**What the task asks**. Once you have read the data below, please repeat all of it exactly.

**Supplied material**.

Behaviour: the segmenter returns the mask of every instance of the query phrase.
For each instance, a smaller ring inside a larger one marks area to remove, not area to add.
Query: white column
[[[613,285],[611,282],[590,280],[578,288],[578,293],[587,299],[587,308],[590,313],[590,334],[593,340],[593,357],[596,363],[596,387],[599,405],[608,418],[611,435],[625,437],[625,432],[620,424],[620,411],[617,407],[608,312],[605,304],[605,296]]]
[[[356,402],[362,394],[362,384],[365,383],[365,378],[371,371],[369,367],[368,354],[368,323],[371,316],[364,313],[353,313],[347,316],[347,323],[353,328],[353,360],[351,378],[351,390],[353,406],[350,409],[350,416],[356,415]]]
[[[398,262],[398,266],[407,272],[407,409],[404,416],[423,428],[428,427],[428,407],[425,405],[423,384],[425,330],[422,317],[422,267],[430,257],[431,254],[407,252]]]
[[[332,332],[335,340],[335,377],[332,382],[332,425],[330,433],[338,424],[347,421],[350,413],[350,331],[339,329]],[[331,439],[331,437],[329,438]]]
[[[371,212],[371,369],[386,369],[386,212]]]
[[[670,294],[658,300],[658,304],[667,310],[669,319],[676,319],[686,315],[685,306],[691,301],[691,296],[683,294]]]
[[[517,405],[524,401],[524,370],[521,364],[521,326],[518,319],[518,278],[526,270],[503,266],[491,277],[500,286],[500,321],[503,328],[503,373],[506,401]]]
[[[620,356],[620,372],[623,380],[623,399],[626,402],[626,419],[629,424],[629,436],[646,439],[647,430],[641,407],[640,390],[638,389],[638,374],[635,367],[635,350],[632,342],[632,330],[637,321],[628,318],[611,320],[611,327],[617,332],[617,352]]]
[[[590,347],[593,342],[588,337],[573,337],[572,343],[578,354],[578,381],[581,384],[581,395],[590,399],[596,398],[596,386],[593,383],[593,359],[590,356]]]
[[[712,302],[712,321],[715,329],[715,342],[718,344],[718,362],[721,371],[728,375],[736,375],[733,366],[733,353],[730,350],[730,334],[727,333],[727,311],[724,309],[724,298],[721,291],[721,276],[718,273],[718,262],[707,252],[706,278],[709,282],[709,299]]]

**Response to this task**.
Behaviour: the segmenter returns the mask of every instance of the query phrase.
For each instance, a smaller ring inside a larger one marks area to remove, not area to add.
Query: white column
[[[613,285],[611,282],[590,280],[578,288],[578,293],[587,299],[587,308],[590,313],[590,334],[593,340],[593,357],[596,363],[596,387],[599,405],[608,418],[611,435],[625,437],[625,432],[620,424],[620,411],[617,407],[608,312],[605,304],[605,296]]]
[[[356,402],[362,394],[362,384],[365,383],[365,378],[371,371],[369,367],[368,354],[368,323],[371,316],[364,313],[353,313],[347,316],[347,323],[353,328],[353,360],[351,378],[351,390],[353,406],[350,409],[350,416],[356,415]]]
[[[398,262],[398,266],[407,272],[407,409],[404,416],[423,428],[428,427],[428,407],[425,405],[423,384],[425,330],[422,317],[422,267],[430,257],[431,254],[407,252]]]
[[[332,332],[335,340],[335,377],[332,382],[332,425],[330,433],[338,424],[347,421],[350,413],[350,331],[339,329]],[[331,439],[331,437],[329,438]]]
[[[371,212],[371,369],[386,369],[386,212]]]
[[[670,294],[658,300],[658,304],[667,310],[669,319],[676,319],[686,315],[685,306],[691,301],[691,296],[683,294]]]
[[[517,405],[524,401],[524,370],[521,364],[521,326],[518,319],[518,278],[526,270],[503,266],[491,277],[500,286],[500,321],[503,328],[503,373],[506,401]]]
[[[620,356],[620,372],[623,380],[623,399],[626,402],[626,419],[629,424],[629,436],[646,439],[647,430],[641,407],[640,390],[638,389],[638,374],[635,367],[635,350],[632,342],[632,330],[637,321],[628,318],[611,320],[611,327],[617,332],[617,352]]]
[[[590,347],[593,342],[588,337],[573,337],[572,343],[578,354],[578,381],[581,384],[581,395],[590,399],[596,398],[596,386],[593,383],[593,359],[590,356]]]
[[[712,302],[712,321],[715,329],[715,342],[718,344],[718,362],[721,371],[728,375],[736,375],[733,366],[733,353],[730,350],[730,334],[727,333],[727,311],[724,309],[724,298],[721,291],[721,276],[718,273],[718,262],[707,252],[706,278],[709,282],[709,299]]]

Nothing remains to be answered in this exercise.